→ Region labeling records
· · · ·

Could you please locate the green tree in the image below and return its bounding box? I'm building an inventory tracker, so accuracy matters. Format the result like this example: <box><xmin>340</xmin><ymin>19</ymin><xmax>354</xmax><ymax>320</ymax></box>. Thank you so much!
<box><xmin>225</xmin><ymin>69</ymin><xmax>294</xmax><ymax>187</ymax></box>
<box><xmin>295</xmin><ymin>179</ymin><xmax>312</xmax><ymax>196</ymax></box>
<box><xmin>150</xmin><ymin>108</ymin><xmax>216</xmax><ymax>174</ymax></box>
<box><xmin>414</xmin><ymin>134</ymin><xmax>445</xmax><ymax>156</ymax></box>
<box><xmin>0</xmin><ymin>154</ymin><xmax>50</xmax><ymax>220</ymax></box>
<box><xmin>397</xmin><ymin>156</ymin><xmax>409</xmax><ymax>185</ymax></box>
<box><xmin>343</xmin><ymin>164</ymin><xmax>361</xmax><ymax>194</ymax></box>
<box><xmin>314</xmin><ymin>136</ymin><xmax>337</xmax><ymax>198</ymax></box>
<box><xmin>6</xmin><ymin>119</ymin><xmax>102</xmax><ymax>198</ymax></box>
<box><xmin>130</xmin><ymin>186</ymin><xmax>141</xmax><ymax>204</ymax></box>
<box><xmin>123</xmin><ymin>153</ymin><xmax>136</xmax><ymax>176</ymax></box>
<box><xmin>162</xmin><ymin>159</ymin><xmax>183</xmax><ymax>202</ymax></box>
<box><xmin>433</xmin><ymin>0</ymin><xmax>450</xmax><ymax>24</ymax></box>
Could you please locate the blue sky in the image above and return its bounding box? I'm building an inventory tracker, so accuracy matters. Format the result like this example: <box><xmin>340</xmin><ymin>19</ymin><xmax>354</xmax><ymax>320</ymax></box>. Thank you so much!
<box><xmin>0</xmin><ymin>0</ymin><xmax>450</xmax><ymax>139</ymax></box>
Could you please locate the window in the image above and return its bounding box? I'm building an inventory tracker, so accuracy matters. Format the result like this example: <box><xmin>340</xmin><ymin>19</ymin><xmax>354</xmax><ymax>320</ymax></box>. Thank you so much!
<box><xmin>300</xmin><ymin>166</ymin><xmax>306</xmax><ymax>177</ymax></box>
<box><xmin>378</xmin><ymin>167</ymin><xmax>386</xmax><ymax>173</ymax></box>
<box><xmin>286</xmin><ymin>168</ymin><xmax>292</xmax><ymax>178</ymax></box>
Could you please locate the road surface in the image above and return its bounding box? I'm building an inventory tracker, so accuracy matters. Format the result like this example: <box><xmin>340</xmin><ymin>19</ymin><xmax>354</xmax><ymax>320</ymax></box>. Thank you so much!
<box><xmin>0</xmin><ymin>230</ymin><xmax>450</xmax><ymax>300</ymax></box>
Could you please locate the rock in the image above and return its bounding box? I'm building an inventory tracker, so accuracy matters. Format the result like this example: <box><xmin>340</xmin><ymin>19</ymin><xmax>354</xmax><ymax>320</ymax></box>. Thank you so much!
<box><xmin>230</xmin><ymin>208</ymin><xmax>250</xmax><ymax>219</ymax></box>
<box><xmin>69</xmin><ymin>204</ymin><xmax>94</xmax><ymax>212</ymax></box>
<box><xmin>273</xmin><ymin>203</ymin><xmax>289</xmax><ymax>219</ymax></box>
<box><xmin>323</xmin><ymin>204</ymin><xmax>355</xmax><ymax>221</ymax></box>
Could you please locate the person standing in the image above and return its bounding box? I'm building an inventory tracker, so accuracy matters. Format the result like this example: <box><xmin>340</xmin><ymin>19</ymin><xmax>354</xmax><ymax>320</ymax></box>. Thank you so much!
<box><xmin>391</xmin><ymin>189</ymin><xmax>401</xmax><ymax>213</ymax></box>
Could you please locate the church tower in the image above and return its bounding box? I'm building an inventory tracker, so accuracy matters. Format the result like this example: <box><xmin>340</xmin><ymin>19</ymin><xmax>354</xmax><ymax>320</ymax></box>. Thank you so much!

· · · ·

→ EXERCISE GOAL
Give the number of lines in the rows above that contain the string "tower", treating uppercase and lowercase as different. Reply with the number only.

→ SOLVED EXERCISE
1